What the task asks - None of the images should appear in your copy. Transcribe the data in full.

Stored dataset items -
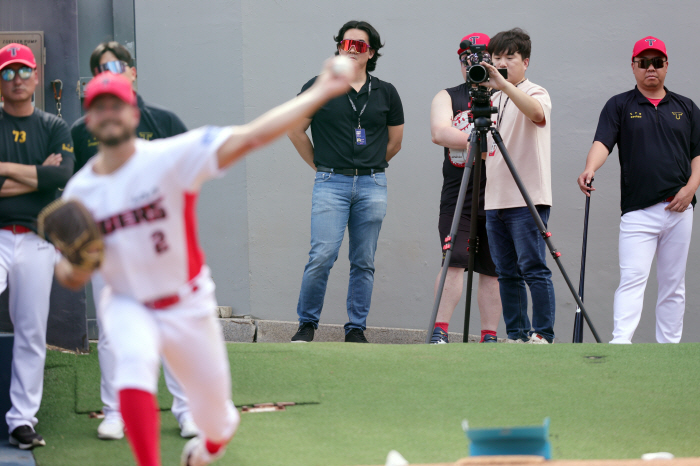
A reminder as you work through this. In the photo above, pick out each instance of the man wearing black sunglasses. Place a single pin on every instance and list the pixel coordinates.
(36, 158)
(354, 137)
(658, 136)
(155, 123)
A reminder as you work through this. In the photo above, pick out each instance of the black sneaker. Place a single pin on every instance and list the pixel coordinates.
(355, 335)
(305, 333)
(439, 337)
(25, 438)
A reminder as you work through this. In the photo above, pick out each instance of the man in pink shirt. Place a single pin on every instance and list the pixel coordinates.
(517, 246)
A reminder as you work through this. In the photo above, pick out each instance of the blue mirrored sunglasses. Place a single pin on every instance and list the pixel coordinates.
(8, 74)
(116, 67)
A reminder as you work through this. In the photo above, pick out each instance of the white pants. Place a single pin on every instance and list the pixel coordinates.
(644, 233)
(105, 353)
(26, 264)
(190, 340)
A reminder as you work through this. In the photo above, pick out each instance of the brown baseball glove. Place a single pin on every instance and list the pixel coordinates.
(71, 228)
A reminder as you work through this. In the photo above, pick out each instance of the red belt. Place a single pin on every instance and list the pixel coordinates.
(167, 301)
(163, 303)
(17, 229)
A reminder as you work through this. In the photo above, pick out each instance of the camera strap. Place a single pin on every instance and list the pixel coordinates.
(369, 92)
(501, 111)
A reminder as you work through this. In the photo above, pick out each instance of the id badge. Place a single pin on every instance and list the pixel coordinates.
(360, 139)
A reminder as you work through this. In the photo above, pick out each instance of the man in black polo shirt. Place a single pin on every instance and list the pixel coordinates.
(658, 138)
(155, 123)
(36, 158)
(354, 137)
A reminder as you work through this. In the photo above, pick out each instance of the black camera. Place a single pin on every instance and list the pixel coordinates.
(477, 73)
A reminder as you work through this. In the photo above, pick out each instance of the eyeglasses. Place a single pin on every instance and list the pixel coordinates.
(8, 74)
(116, 67)
(360, 45)
(644, 63)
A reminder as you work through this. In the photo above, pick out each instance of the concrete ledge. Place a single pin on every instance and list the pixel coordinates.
(13, 456)
(238, 330)
(273, 331)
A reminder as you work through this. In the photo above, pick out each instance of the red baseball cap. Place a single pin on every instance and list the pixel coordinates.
(16, 53)
(475, 38)
(649, 43)
(109, 83)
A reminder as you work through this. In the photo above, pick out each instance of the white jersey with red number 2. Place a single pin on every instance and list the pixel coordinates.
(146, 211)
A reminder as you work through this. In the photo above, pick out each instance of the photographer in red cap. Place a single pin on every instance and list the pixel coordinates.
(450, 128)
(658, 138)
(36, 158)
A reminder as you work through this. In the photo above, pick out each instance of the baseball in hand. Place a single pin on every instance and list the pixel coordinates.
(342, 66)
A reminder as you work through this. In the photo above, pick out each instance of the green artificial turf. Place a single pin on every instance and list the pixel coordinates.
(369, 399)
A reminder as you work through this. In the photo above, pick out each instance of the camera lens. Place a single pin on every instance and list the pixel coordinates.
(478, 74)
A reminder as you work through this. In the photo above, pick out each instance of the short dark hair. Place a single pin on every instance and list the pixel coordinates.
(510, 42)
(375, 42)
(117, 49)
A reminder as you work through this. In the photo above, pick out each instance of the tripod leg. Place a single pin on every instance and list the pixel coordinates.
(453, 233)
(476, 191)
(540, 225)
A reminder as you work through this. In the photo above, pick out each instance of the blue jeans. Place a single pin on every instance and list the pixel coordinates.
(339, 201)
(520, 254)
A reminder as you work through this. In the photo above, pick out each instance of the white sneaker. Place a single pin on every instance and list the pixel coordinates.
(517, 341)
(188, 428)
(537, 339)
(195, 453)
(112, 428)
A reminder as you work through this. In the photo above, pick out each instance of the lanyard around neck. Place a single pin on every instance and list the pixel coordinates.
(369, 92)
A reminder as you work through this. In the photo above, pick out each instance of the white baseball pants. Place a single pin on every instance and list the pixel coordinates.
(190, 340)
(644, 233)
(107, 358)
(26, 264)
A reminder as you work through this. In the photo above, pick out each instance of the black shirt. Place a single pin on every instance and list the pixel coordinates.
(333, 126)
(30, 140)
(656, 145)
(155, 123)
(452, 172)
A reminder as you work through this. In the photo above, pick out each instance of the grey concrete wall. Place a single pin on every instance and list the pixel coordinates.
(255, 222)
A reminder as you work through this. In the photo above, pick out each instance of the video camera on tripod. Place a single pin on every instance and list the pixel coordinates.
(480, 96)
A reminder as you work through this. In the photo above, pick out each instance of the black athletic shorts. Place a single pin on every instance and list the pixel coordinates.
(460, 256)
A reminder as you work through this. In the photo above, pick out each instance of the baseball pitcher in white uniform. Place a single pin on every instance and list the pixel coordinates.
(143, 194)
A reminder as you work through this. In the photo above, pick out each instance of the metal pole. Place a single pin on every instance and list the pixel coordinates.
(474, 223)
(578, 320)
(451, 239)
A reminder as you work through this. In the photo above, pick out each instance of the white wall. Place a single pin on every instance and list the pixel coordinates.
(255, 222)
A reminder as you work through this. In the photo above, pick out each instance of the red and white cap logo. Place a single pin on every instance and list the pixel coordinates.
(649, 43)
(475, 38)
(16, 53)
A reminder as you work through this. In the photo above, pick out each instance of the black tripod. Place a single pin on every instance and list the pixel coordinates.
(481, 117)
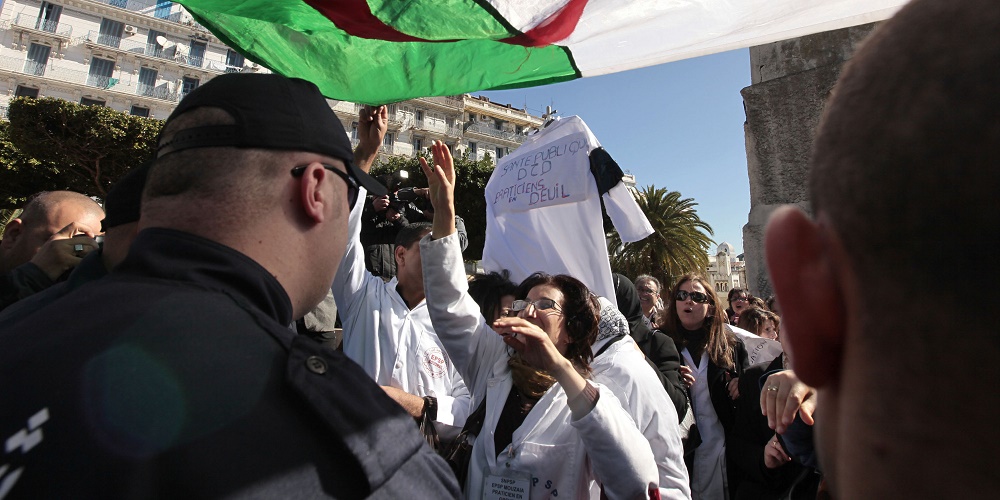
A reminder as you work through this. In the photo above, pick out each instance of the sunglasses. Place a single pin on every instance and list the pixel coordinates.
(695, 296)
(352, 185)
(540, 305)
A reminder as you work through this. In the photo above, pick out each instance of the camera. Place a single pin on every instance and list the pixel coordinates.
(401, 198)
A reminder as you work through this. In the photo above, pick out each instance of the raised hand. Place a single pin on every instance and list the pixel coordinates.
(441, 185)
(783, 397)
(59, 253)
(372, 125)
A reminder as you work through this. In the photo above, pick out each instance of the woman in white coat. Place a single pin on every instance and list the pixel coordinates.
(548, 431)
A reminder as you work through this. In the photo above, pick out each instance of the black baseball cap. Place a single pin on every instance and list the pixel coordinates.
(271, 112)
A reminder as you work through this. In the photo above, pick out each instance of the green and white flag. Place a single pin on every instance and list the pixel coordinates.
(378, 51)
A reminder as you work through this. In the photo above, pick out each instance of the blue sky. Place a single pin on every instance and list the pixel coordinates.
(677, 126)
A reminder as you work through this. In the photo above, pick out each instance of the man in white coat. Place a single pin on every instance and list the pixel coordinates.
(387, 329)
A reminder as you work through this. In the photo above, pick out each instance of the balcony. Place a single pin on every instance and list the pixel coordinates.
(51, 72)
(33, 24)
(492, 132)
(451, 102)
(155, 92)
(148, 8)
(505, 112)
(95, 39)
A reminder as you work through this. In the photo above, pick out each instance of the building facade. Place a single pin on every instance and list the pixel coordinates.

Answer to this problem -
A reminder as you work through this. In the photo above, pick out each instance of the man wearing black sunglasses. Place a single pin on every instance and list the pixel coordinates.
(36, 158)
(354, 137)
(658, 136)
(155, 123)
A reminder as you work through this. In the photo above, pick out each instance of the black sneaker. Place a single pin on every instance and list the pixel coordinates.
(355, 335)
(305, 333)
(439, 337)
(25, 438)
A reminder as you work through this. In the photo above, pick out each instance of the man in pink shirt. Place a single pin on every instance and list the pixel coordinates.
(517, 246)
A reminder as you work through this. In the photo above, pick out each instance of the blue mirrored sunglasses. Place a single pin on every instance and list the pixel coordinates.
(8, 74)
(116, 67)
A reminder as you work through this. In the photo above, pick out each instance of the white pants. Place a single pin on every instance and list the pixel coordinates.
(644, 233)
(105, 353)
(26, 264)
(190, 340)
A reminder as you work through this. In the photo above, pick out each instance of the brown baseball glove. Place a single pin on every instance and list the pixel coordinates.
(71, 228)
A reminder as you work through this. In the photo above, pick out each instance of the red belt. Place a single pin on every instance and list the pixel coordinates.
(167, 301)
(163, 303)
(17, 229)
A reminder as you work through this. In the photo above, pick out each instance of the camera strap. Place a single pin on every instance and list the pixel coordinates.
(369, 92)
(501, 111)
A reminder as you work through this. In the photo above, pick out each instance of the id badge. Place a single pin on every instance and list the pixel coordinates.
(360, 139)
A reminder as you work through this. In the photo above, pick out each instance of the man in black polo shirt. Place a single pin on every instance and list the pixel coordinates.
(658, 138)
(155, 123)
(36, 158)
(354, 137)
A reminder as you work through this. In the photo above, pick out each instance of the black camera. Place a single pin on every instance and list the pixel coordinates.
(477, 73)
A reminder as you work through this. In the photo above, pick out each instance of the eyeglasses. Place a single pin on every instance and list the pixel coordinates.
(8, 74)
(116, 67)
(360, 45)
(644, 63)
A reminder as you work through this. In the photo above, pick out each instance of the concrete ledge. Place a single pin on every instance and list the pixel coordinates.
(13, 456)
(238, 330)
(273, 331)
A reminder as you work through this. In the photo above, pick out each instance of the red baseball cap. Place a single pin on every instance and list the pixel coordinates.
(16, 53)
(475, 38)
(649, 43)
(109, 83)
A reminder as you work through this. In the photo above, pick out each instance of the white jersey with red number 2. Place a single pin on every instance and list the pixel coordinates.
(146, 211)
A reminder as you work through this. In the photo above, pick out each instance of the photographer in red cap. Place a single pin on every instance and list the pixel coordinates.
(450, 128)
(658, 138)
(36, 158)
A reminder as you work through this. In the photo above, pick out each instance of the baseball in hand. Place a single pin on every instance and list the pixel coordinates.
(342, 66)
A reminder as you work through this. In the photo above, pick out each instance of the green artificial turf. Place a single pin on every instance and list the pixel coordinates.
(369, 399)
A reminder as you work through this. In the photo above, pick out each instance of the camera lens. Place a single pin on every instance and list the pixel coordinates.
(478, 74)
A reminder as you work through this. In the photo above, pick out each instance of the short dark hair. Place a single pin on every instance and list the pixel coordinates.
(510, 42)
(375, 42)
(117, 49)
A reminder as you work through this. In the photo above, pick out each instance of the tripod leg. Place a single pin on every instance and list the pixel coordinates.
(453, 233)
(476, 191)
(540, 225)
A reminder as you work through this. In the photo above, pick out each instance of the blue jeans. Place a single pin on every instance and list the pixel coordinates.
(339, 201)
(520, 254)
A reminder as you work through this. In the photo above, pick out each instance of the white sneaker. Place a single pin on every instance and list the pixel coordinates.
(517, 341)
(188, 428)
(537, 339)
(195, 453)
(112, 428)
A reminder as you work through this. In the photo above, pick out each instance of the lanyard around neck. Place a single pin on every instance and list the pixel coordinates.
(369, 92)
A reminder as you work through this. In the photo above, pick out each instance of the white baseball pants. Place a single pin on every instance and list the pixel coordinates.
(190, 340)
(644, 233)
(107, 358)
(26, 264)
A reminder as you work through this. In the photo above, pick out each instance of the black shirt. Place a single pin on every instance and list the pixel coordinates.
(333, 126)
(30, 140)
(656, 145)
(155, 123)
(452, 172)
A reminder as you work through this. In the photo above, pick out each instance of the grey concrete wall. Place a single pin on every instance and list the pixel coordinates.
(255, 222)
A reminder as you work through this. In the photo above, pick out each instance of the video camera on tripod. Place a single pin on every instance and list the pixel coordinates.
(480, 96)
A reminder as you work through this. In the photo above, pick out each instance of the black athletic shorts. Place a single pin on every instance and list the pixel coordinates.
(460, 256)
A reminder as you work through this. In the photo above, pick out each instance of the baseball pitcher in white uniform. Place a single pin on every instance and list the pixel coordinates.
(143, 194)
A reminder as you work through this. In the photo above, pick out each instance of the metal pole. Place a single pin on every instance and list the pixel coordinates.
(474, 223)
(578, 320)
(451, 239)
A reminder as you work through this. In the photo above, pick out each instance of the white wall. Place a single pin on every instance and list the pixel coordinates.
(255, 222)
A reminder as you work through this. In the photo above, pick out each instance of the red and white cap logo. Place a single pin on every instance and list the pixel coordinates.
(649, 43)
(475, 38)
(16, 53)
A reminder as you work through this. In the photo above, pick out each instance of the black tripod. Place a single pin on every instance and list the pixel coordinates.
(481, 117)
A reminder as you work through this. In the photo above, pick out each instance of the sunglasses. Place a single pin on every instance and list the pixel coordinates.
(695, 296)
(352, 185)
(540, 305)
A reminder as you work through this. In the photo above, pick out each instance of the camera. Place a single pin on every instance and list the pixel coordinates.
(401, 198)
A reminder as you work through this. In the photo above, pick out each instance of the raised hand. Place a single pin on every instance and list the pixel coordinates.
(441, 185)
(783, 397)
(59, 253)
(372, 125)
A reminder as you work through this. In the photo above, pick out each instance of the woman in white coat. Place a single pin on every instance and list the pixel coordinates.
(548, 431)
A reminder as you work through this. In the photo above, pick out each instance of the black baseball cap. Place a single pin on every instance and list the pixel coordinates.
(271, 112)
A reminder as you work through this. In the photo above, pick out each instance of the green and white flag. Place a single pin on every instance and list the pixel coordinates.
(378, 51)
A reminder as you work through this. In the photo above, pick out each instance of the blue sky. Place a single pin on every instance and list the pixel coordinates.
(677, 126)
A reminder as you work through this. In the photo above, pick out each instance of the man in white coat. Place a single pin on every instance and list the pixel coordinates.
(387, 329)
A reminder as you work through this. In the photo above, pick out each instance of the balcony. Place a single pin on every instance and list the pixel coordinates.
(51, 72)
(33, 24)
(492, 132)
(451, 102)
(155, 92)
(148, 8)
(505, 112)
(95, 39)
A reminder as you work through this. In the photo above, pick out each instance of the building facade. Place a single pin on every instance and list the pixel coordinates.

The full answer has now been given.